▸ **Excerpts from a location annotation dataset**:
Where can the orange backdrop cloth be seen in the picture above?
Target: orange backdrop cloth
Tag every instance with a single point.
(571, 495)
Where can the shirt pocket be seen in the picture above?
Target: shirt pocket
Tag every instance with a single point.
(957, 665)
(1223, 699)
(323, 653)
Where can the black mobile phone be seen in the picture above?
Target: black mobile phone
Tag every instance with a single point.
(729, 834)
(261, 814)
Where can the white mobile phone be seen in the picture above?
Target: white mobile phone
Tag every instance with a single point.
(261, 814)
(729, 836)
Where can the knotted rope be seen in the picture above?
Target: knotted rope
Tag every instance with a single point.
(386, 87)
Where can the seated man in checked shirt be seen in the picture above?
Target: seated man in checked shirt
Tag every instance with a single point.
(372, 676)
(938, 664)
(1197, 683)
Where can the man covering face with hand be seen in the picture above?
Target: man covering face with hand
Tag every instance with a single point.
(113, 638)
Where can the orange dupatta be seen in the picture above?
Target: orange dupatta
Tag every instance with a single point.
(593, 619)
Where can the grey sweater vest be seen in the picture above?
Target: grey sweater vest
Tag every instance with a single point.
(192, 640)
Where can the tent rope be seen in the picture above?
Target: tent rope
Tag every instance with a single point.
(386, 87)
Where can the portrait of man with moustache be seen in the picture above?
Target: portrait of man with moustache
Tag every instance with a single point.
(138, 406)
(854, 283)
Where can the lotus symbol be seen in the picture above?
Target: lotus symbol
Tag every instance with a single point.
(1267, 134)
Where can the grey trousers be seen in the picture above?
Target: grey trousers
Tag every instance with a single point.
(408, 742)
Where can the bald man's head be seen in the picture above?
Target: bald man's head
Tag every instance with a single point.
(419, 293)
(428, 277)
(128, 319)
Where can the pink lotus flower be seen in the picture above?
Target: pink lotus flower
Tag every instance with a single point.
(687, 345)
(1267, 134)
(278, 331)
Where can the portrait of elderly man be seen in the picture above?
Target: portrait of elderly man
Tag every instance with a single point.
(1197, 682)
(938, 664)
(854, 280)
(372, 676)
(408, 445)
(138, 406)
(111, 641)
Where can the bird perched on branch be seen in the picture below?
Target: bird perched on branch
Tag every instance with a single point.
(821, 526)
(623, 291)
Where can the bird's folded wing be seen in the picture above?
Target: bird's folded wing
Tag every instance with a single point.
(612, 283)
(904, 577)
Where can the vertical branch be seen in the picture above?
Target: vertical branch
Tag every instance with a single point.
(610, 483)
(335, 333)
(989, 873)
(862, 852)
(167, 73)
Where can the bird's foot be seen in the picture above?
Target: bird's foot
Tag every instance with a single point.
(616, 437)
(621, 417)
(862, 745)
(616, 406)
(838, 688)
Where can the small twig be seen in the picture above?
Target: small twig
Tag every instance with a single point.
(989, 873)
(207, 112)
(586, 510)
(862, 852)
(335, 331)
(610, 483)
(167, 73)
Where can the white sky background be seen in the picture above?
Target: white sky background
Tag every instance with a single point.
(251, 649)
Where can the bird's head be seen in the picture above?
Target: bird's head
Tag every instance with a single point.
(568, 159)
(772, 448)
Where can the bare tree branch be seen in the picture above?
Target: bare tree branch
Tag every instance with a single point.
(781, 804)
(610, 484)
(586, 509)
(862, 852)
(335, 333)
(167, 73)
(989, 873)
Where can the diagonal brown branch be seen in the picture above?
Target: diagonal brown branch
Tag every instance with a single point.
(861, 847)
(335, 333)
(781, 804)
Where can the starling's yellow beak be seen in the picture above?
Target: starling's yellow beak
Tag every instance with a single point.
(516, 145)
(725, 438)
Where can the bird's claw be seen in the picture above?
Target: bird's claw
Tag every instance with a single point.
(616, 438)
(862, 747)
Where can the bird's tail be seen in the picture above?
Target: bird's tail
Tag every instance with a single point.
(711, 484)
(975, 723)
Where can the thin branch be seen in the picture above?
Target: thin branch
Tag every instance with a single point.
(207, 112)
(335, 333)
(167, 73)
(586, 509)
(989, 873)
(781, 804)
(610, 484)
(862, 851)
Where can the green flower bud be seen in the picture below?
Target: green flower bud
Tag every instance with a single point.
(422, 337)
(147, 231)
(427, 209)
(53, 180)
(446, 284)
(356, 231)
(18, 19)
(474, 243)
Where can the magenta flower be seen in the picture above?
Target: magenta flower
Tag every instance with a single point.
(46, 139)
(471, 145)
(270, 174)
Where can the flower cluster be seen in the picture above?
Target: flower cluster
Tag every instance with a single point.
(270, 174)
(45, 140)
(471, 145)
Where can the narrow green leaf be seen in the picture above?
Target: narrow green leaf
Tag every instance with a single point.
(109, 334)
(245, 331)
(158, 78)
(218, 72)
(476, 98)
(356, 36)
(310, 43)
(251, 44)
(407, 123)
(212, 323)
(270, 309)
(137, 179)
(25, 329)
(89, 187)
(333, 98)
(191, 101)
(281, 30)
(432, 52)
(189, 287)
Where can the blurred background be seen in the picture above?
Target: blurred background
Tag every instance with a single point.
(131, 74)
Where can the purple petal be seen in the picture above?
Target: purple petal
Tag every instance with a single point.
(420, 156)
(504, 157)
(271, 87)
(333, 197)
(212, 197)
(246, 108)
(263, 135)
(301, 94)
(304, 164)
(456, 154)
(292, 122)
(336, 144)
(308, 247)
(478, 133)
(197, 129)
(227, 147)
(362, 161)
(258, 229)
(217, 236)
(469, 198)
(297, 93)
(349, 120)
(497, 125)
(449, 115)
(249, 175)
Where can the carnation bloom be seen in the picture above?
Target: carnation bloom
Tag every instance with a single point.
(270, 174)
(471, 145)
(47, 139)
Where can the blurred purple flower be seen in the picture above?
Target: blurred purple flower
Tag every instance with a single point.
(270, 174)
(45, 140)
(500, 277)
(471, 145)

▸ **Exercise task**: Repeat the rows above verbatim, from the line containing "Where can the shirt" up to and including the line containing "(1197, 683)".

▸ **Exercise response**:
Where can the shirt pocket be seen in the picture above?
Target: shirt pocket
Tag every instance with a single point.
(957, 665)
(1223, 699)
(323, 653)
Where can the black mobile phone be seen in the picture above?
Target: black mobile phone
Tag every instance with a single point.
(729, 834)
(261, 814)
Where can the white mobile phone be seen in the picture above?
Target: white mobile phone
Tag every instance with a single point.
(261, 814)
(729, 836)
Where can the knotted rope be seen in the picture above?
Target: knotted rope
Tag every instance with a single point.
(386, 87)
Where can the seated man in checked shirt be seen in the picture above?
Target: seated man in checked shirt
Tag every instance with a single point.
(372, 676)
(938, 664)
(1197, 683)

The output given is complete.